■ **Objective**
Retype the lines below word for word, omitting the pictures from your copy.

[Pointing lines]
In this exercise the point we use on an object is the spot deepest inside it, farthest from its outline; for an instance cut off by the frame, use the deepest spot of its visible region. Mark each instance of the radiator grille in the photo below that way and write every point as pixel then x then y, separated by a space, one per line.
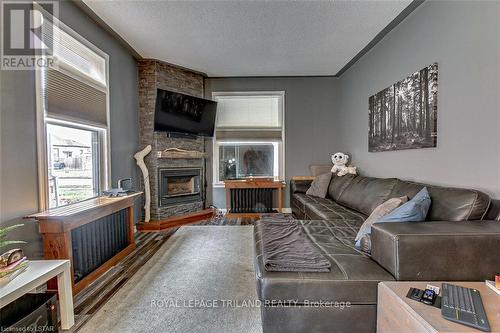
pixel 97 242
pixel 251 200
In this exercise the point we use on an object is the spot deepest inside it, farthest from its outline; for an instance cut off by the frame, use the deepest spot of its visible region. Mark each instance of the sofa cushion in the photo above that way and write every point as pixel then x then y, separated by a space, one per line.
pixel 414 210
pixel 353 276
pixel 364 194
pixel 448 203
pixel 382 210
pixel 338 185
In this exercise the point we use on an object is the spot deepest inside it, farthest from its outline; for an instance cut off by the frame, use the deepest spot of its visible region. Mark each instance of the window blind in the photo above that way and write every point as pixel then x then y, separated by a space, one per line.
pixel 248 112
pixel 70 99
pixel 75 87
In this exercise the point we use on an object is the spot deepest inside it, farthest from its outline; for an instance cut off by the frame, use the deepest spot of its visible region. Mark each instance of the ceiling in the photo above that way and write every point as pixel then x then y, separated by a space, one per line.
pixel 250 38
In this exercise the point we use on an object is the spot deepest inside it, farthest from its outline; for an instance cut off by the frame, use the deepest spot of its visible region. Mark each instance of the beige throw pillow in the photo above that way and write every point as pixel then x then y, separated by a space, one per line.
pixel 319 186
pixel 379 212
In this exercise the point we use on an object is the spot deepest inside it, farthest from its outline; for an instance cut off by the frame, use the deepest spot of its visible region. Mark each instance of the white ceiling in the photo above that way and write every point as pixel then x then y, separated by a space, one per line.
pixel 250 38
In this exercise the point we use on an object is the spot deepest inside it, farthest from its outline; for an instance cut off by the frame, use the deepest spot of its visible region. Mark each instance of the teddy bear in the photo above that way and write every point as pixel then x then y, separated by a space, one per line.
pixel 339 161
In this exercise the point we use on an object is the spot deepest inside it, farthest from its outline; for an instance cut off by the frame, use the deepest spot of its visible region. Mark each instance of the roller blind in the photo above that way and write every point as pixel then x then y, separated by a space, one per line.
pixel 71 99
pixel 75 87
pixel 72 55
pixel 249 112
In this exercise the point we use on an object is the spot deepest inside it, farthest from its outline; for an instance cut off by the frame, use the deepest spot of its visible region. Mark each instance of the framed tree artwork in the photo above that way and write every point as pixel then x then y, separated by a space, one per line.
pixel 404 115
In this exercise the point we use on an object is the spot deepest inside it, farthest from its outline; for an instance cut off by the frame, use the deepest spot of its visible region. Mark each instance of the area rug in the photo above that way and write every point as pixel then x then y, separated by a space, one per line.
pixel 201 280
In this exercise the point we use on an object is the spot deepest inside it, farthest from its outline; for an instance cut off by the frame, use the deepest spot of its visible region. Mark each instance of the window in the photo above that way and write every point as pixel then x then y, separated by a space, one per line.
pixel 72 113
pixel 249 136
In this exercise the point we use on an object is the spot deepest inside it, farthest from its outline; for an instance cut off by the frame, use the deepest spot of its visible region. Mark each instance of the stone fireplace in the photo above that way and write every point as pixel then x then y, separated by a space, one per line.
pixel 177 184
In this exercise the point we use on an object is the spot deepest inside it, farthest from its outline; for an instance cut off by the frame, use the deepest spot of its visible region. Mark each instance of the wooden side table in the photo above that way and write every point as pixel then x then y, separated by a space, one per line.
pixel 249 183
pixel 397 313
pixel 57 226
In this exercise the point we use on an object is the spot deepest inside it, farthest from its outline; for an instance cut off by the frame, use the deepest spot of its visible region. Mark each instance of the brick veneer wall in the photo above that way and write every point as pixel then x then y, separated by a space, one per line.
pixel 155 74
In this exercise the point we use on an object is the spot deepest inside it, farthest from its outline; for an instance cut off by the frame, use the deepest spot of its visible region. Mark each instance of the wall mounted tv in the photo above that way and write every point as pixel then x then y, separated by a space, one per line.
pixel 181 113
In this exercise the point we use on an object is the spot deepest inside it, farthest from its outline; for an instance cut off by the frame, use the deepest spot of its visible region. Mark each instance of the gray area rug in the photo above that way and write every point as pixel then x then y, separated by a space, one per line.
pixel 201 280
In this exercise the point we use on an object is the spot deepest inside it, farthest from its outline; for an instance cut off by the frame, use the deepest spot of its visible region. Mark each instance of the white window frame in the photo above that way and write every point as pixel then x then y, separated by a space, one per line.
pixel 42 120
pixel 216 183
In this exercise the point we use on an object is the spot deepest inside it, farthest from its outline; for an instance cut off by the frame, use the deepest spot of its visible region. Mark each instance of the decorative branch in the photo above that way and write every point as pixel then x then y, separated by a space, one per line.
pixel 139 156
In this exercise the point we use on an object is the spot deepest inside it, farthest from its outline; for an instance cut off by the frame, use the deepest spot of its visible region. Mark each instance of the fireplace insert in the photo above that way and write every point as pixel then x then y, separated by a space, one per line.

■ **Solved problem**
In this exercise the point we use on an object is the spot deepest inside it, farthest from its outline; for an instance cut off by the frame, use the deepest spot of its visible region. Mark each instance of the radiator grille in the photo below that way and write every point as pixel then x then y, separated by a space, one per line.
pixel 97 242
pixel 251 200
In this exercise the point we use on an object is the spot deepest inside it, farthest from its outline; for an instance cut off by the frame, use the deepest spot of its visible region. Mark each instance of the sofa cushion in the photo above that way and write every point as pixel then x then y, separated by a space, one per line.
pixel 414 210
pixel 353 276
pixel 364 194
pixel 448 203
pixel 382 210
pixel 338 185
In this exercise the point we use on an object is the spot deepest inside it, farthest from its outline; for an instance cut off by the frame, use the deepest spot of its visible region. Mark each instance of the window blind in the photo above that way and write every point as pixel then x then y, separated by a space, one per line.
pixel 248 112
pixel 70 99
pixel 75 87
In this exercise the point we use on an object is the spot deepest inside it, farthest from its outline; for an instance cut off by the frame, use the deepest spot of its visible region. Mark each instance of the ceiling in the photo above that way and write every point as pixel then x then y, separated by a space, one per line.
pixel 250 38
In this exercise the point we use on an object is the spot deepest inside it, farthest from its outline; for an instance cut off by the frame, use the deepest spot of its visible region. Mark each instance of the beige throw pillow in the photo above that way and write every point as pixel then x then y, separated by a space, one per line.
pixel 319 186
pixel 379 212
In this exercise the point we use on an object is the spot deepest inside it, farthest from its outline; for an instance cut off by the frame, use the deepest spot of its visible region. Mark each instance of the white ceiling in the photo above that way and write every point as pixel then x then y, separated by a space, one per line.
pixel 250 38
In this exercise the point we use on an object is the spot deepest inside it, farthest from its outline; for an instance cut off by the frame, use the deepest spot of its visible region. Mark each instance of the teddy bear in the photo above that way and write every point as pixel then x then y, separated by a space, one per line.
pixel 339 161
In this exercise the point we use on an object is the spot deepest inside it, farthest from its outline; for an instance cut off by the frame, use the deepest spot of its visible region. Mark each instance of the roller blind in the photo above that way and write every point as pixel then x then y, separated by a space, one per line.
pixel 71 99
pixel 75 87
pixel 72 55
pixel 249 112
In this exercise the point we use on an object is the spot deepest inside it, farthest from its outline; for an instance cut off by the frame, use the deepest spot of its visible region. Mark each instance of the framed tree artwork in the photo above that way and write every point as pixel then x then y, separated by a space, one per line.
pixel 404 115
In this exercise the point we use on an object is the spot deepest inside it, farthest from its outline; for an instance cut off by the frame, use the deepest spot of its visible region. Mark each instance of the area rug in the photo above that way and write every point as pixel then x then y, separated by a space, one per line.
pixel 201 280
In this exercise the point we use on an object is the spot deepest inside it, farthest from its outline; for an instance cut off by the frame, use the deepest spot of its visible region. Mark each instance of the window in the photo above that way and write every point as pixel then x then y, separated by a space, one per line.
pixel 72 113
pixel 249 136
In this exercise the point we use on an object is the spot deepest inside it, farthest from its outline; for an instance cut off by the frame, use the deepest spot of its visible region. Mark each instance of the stone fireplace in the photo above that way and write every point as pixel then x then y, separated by a space, one per line.
pixel 177 184
In this exercise the point we use on an object is the spot deepest inside it, farthest from its outline; for an instance cut off by the frame, use the deepest spot of its visible region. Mark each instance of the wooden side table in the photo above that way and write every point as pixel then x then y, separated by a space, one per line.
pixel 249 183
pixel 397 313
pixel 57 226
In this exercise the point we use on an object is the spot deepest inside it, farthest from its outline; for an instance cut off by the frame, use the deepest spot of its visible region. Mark each instance of the brick veneer wall in the photo above that way and write every point as pixel then x then y, separated by a space, one per line.
pixel 155 74
In this exercise the point we use on an object is the spot deepest inside it, farthest from its outline; for an instance cut off by the frame, use the deepest spot of its visible region. Mark each instance of the wall mounted tv in the photo above that way and write every point as pixel then x then y, separated by a space, one per line.
pixel 181 113
In this exercise the point we use on an object is the spot deepest inside it, farthest from its outline; for an instance cut off by the frame, use the deepest spot of its visible region. Mark each instance of the gray area rug in the photo above that way and write every point as pixel then x then y, separated by a space, one per line.
pixel 201 280
In this exercise the point we use on an object is the spot deepest inside it, farthest from its outline; for an instance cut off by the frame, use the deepest spot of its visible region. Mark each instance of the white window frame in the photo above that way and write every point as pixel then x then y, separated by a space, one per line.
pixel 42 120
pixel 216 183
In this exercise the point we use on an object is the spot deepest inside it, farthest from its outline; for an instance cut off by the frame, use the deepest spot of its visible region. Mark each instance of the decorative branch in the photo above that way and write every point as pixel then x then y, separated by a space, one per line.
pixel 139 156
In this exercise the point we use on an object is the spot deepest inside it, farthest from its outline; for an instance cut off by the frame, use the deepest spot of its visible region. Mark each instance of the fireplace insert in the photo above that way and write every point as pixel then x then y, separated by a space, one per line.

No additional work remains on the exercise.